▶ [Stated problem]
Convert each line of the items below into a JSON list of strings, one string per line, leaving out any blank lines.

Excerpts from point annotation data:
================
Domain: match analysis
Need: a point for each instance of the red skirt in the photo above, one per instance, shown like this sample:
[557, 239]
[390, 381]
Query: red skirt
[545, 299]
================
▶ [Written reply]
[
  "Domain: match analysis",
  "Need: a point for each instance of the red skirt in the photo above, one per instance, shown like this sample:",
  "[557, 239]",
  "[390, 381]",
  "Query: red skirt",
  "[545, 299]"
]